An identical copy of the listing below is all the answer should contain.

-----

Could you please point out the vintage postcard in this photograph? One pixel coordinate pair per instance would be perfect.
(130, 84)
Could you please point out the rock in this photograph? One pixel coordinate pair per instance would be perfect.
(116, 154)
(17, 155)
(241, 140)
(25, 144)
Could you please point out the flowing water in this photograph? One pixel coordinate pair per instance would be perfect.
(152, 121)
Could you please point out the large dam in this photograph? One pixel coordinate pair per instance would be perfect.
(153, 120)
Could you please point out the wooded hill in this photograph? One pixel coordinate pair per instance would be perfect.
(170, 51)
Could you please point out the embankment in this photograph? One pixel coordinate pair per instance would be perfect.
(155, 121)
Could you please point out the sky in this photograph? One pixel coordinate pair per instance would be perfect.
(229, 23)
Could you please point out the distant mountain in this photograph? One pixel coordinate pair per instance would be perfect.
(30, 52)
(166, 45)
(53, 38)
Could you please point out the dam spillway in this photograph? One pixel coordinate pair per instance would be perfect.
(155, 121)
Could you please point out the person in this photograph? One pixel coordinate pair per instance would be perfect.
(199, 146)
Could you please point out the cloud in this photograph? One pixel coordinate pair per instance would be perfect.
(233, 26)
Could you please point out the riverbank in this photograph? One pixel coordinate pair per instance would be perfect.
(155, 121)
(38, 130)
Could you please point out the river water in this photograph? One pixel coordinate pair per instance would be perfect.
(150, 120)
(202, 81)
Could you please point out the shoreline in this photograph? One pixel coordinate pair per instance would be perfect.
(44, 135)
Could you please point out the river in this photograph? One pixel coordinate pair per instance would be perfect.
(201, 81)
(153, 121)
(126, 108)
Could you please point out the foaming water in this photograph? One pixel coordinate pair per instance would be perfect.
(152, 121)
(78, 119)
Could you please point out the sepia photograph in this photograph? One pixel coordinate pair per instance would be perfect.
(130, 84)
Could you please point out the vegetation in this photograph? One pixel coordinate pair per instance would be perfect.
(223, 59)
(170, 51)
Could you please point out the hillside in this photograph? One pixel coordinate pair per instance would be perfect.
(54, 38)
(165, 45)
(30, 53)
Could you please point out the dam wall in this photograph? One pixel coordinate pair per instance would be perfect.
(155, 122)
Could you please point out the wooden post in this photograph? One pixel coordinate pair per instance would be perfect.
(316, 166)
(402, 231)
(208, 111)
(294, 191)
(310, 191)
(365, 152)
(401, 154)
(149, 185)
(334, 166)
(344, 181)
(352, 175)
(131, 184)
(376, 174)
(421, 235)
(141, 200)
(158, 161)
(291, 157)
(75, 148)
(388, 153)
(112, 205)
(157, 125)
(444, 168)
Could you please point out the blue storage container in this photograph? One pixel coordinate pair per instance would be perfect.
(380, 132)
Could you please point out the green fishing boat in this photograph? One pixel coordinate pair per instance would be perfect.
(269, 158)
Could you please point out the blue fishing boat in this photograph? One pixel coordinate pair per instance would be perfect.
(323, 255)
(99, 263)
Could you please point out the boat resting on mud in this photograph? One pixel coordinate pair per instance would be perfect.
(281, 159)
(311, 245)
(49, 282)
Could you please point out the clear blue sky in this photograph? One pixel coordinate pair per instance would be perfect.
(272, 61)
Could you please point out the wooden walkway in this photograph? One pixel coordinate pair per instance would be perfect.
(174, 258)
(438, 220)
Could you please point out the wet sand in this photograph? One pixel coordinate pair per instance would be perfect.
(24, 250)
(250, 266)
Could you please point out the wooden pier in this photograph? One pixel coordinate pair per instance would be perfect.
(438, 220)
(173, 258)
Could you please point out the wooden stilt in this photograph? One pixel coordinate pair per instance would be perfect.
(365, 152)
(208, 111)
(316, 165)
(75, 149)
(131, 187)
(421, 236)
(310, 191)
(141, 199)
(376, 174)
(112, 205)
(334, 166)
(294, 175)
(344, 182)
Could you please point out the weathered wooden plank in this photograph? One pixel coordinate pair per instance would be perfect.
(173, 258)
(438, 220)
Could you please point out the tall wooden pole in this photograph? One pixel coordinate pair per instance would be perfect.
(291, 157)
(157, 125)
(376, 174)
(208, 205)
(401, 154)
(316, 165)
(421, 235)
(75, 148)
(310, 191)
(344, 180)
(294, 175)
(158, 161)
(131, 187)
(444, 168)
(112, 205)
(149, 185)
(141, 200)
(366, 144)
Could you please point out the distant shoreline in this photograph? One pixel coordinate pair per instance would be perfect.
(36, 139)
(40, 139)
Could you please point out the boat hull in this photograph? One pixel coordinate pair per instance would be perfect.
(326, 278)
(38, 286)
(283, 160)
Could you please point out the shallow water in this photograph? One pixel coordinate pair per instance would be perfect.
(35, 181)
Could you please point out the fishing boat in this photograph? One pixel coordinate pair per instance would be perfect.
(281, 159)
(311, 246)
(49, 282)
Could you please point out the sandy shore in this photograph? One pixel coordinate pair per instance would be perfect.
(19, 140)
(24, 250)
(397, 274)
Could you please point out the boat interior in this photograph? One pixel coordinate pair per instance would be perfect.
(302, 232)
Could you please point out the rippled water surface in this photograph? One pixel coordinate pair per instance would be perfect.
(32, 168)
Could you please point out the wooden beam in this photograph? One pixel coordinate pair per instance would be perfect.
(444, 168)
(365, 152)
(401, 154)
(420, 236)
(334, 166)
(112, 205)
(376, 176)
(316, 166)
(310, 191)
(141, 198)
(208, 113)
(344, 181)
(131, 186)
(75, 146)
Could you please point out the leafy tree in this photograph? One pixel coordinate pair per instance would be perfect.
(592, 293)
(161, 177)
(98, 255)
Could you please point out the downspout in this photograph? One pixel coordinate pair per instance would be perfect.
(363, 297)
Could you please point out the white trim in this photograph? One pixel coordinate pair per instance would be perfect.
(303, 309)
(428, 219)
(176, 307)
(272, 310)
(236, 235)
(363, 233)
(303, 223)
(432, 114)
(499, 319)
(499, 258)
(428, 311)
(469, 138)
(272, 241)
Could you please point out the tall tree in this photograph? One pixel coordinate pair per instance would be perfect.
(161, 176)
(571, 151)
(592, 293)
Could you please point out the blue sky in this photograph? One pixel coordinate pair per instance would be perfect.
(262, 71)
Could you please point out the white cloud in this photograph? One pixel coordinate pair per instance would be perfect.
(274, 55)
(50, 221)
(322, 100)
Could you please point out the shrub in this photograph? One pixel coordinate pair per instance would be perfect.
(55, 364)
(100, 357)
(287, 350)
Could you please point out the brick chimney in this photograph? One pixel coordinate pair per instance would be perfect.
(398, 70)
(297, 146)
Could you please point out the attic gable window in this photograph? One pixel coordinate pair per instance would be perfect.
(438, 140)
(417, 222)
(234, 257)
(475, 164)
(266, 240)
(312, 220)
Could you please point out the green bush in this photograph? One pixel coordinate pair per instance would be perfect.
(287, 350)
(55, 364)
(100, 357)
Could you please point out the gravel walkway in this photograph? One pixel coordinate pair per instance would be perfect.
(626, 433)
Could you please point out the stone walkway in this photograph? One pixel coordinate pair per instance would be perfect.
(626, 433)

-----

**SOLVED EXERCISE:**
Could you please point out the vintage postcard in this photograph? One pixel coordinate pair per instance would be perfect.
(130, 84)
Could you please point out the rock in this photograph? One pixel coordinate pair per instance would be perfect.
(116, 154)
(17, 155)
(241, 140)
(25, 144)
Could you please point out the flowing water in this photograph? One pixel coordinate pair per instance would be perfect.
(152, 121)
Could you please point out the large dam in this photograph? One pixel coordinate pair per instance would be perfect.
(153, 120)
Could you please point out the wooded hill in this photograph? One pixel coordinate pair per instance would be perfect.
(170, 51)
Could you please point out the embankment in this photograph? One pixel coordinate pair per instance would be perfect.
(155, 121)
Could you please point out the sky in this photograph? One pixel coordinate pair per instance would be perfect.
(229, 23)
Could you please point out the distant mountain in this photograph? One pixel coordinate pair per instance would be perfect.
(30, 52)
(166, 45)
(53, 38)
Could you please point out the dam spillway in this photograph? One pixel coordinate pair per instance would be perfect.
(155, 121)
Could you please point out the person in this photograph? One pixel coordinate pair per instance would be perfect.
(199, 146)
Could you please point out the cloud in this photograph? One pixel coordinate pair per instance would be perfect.
(233, 26)
Could you please point out the riverbank in this photograph? One pixel coordinate pair per instance would be perfect.
(155, 121)
(38, 130)
Could you please point out the river water in this photograph? One pixel coordinate pair per instance would be perfect.
(150, 120)
(202, 81)
Could you please point out the shoreline in this photograph? One pixel coordinate pair per instance would be perfect.
(44, 135)
Could you please point out the river in this photograph? One pixel coordinate pair per instance would be perfect.
(201, 81)
(153, 121)
(126, 108)
Could you please point out the foaming water in this photograph? One pixel coordinate pair per instance would be perfect.
(152, 121)
(78, 119)
Could you please point out the sepia photograph in this photograph? One pixel coordinate pair per instance would be perfect.
(130, 84)
Could you please point out the vegetation in this photograph? One pixel coordinate pair per instance would be perfect.
(223, 59)
(170, 51)
Could you please point out the hillside in this photograph? One pixel coordinate pair per instance would be perfect.
(54, 38)
(165, 45)
(30, 53)
Could you please point out the dam wall in this photograph? One pixel coordinate pair per instance would be perfect.
(155, 122)
Could you please point out the wooden post in this photograph? One pixel coordinate pair per instance would be perfect.
(316, 166)
(402, 231)
(208, 111)
(294, 191)
(310, 191)
(365, 152)
(401, 154)
(149, 185)
(334, 166)
(344, 181)
(352, 175)
(131, 184)
(376, 174)
(421, 235)
(141, 200)
(158, 161)
(291, 157)
(75, 148)
(388, 153)
(112, 205)
(157, 125)
(444, 168)
Could you please point out the blue storage container in this photograph? One pixel coordinate pair per instance would be perfect.
(380, 132)
Could you please point out the green fishing boat in this photograph? One pixel coordinate pair per instance would be perfect.
(269, 158)
Could you please point out the blue fishing boat in this photograph? One pixel coordinate pair per instance would be perfect.
(323, 255)
(99, 263)
Could you please point out the boat resting on mud in this photograph? One pixel coordinate pair per instance would be perfect.
(281, 159)
(311, 245)
(49, 282)
Could you please point out the clear blue sky in this photograph? One pixel coordinate pair per instance would be perfect.
(272, 61)
Could you please point out the wooden walkway in this photograph? One pixel coordinate pair per instance would be perfect.
(174, 258)
(438, 220)
Could you please point out the wet sand in this photograph? One pixel coordinate pair per instance would be perfect.
(24, 250)
(250, 266)
Could you please point out the wooden pier in this photograph? One pixel coordinate pair per instance would be perfect.
(438, 220)
(173, 258)
Could you please point out the wooden stilt in this photograph? One pixel coordinate pair per instance would be perfect.
(365, 152)
(208, 111)
(316, 165)
(75, 149)
(131, 187)
(421, 236)
(310, 191)
(141, 199)
(376, 174)
(112, 205)
(334, 166)
(294, 175)
(344, 182)
Could you please point out the weathered wooden plank in this photograph? One pixel coordinate pair per instance would be perfect.
(173, 258)
(438, 220)
Could you please point out the tall wooden pole in this photograph? One pixel coordinate pair per instance would be perfect.
(291, 157)
(157, 125)
(376, 174)
(208, 205)
(401, 154)
(316, 165)
(421, 235)
(75, 148)
(310, 191)
(344, 180)
(294, 175)
(158, 161)
(131, 187)
(444, 168)
(112, 205)
(149, 185)
(141, 200)
(366, 144)
Could you please point out the distant shoreline in this photograph? One pixel coordinate pair per instance would be perfect.
(36, 139)
(40, 139)
Could you please point out the boat hull in this photograph? One pixel coordinate pair per instance would be perfect.
(326, 278)
(38, 286)
(283, 160)
Could you please point out the shallow water in this photograph? One pixel coordinate pair per instance would be perfect.
(35, 181)
Could you please point out the fishing boat in this photograph? One pixel coordinate pair per instance would be perfect.
(281, 159)
(311, 246)
(49, 282)
Could you please point out the sandy shore in this photograph? One pixel coordinate pair per instance would be perfect.
(19, 140)
(24, 250)
(397, 274)
Could you please point out the boat interior in this photograph? One pixel coordinate pair per instance would be perfect.
(302, 232)
Could you please point out the rippled water surface in this photograph? One pixel coordinate pair per instance would be perfect.
(32, 168)
Could you please point out the wooden beam in this photograph? One pixel coordinate pair per instance would be perfect.
(444, 168)
(365, 152)
(401, 154)
(420, 236)
(334, 166)
(112, 205)
(376, 176)
(316, 166)
(310, 191)
(141, 198)
(208, 113)
(344, 181)
(131, 186)
(75, 146)
Could you please point out the leafy tree in this photograph? One pixel coordinate pair per instance would be perfect.
(592, 293)
(161, 177)
(98, 255)
Could you please point out the downspout in this photograph? One pixel coordinate pair per instance would be perfect.
(363, 297)
Could you please point out the white trim in this photograph? One pixel coordinate pair per instance would be perfect.
(303, 309)
(428, 219)
(176, 307)
(272, 310)
(236, 235)
(363, 233)
(303, 223)
(432, 114)
(499, 319)
(499, 258)
(428, 311)
(469, 138)
(272, 241)
Could you please point out the tall tree in this photograph? One pixel coordinate pair per instance would be perfect.
(161, 176)
(571, 151)
(592, 293)
Could you please point out the blue sky in this photograph? One pixel coordinate pair per instance would be perfect.
(262, 71)
Could you please point out the white cloud in this photograph? One pixel coordinate pair per instance would be perfect.
(274, 55)
(50, 221)
(322, 100)
Could you please point out the shrub in this photograph? One pixel coordinate pair per instance would be perfect.
(55, 364)
(100, 357)
(287, 350)
Could you please point out the brick chimney in this photograph? One pixel coordinate pair per instance would be perfect.
(398, 70)
(297, 146)
Could you please point out the attic gable window in this photograph? One pixel coordinate pair per instance would be perfect.
(438, 140)
(417, 222)
(234, 257)
(475, 164)
(266, 240)
(312, 220)
Could you please point out the green bush in this photograph? One pixel coordinate pair per instance would be perfect.
(287, 350)
(55, 364)
(100, 357)
Could you please point out the gravel walkway in this photograph? One pixel coordinate pair per instance would be perfect.
(626, 433)
Could you please point out the stone walkway in this photograph? One pixel coordinate pair per instance would be perfect.
(626, 433)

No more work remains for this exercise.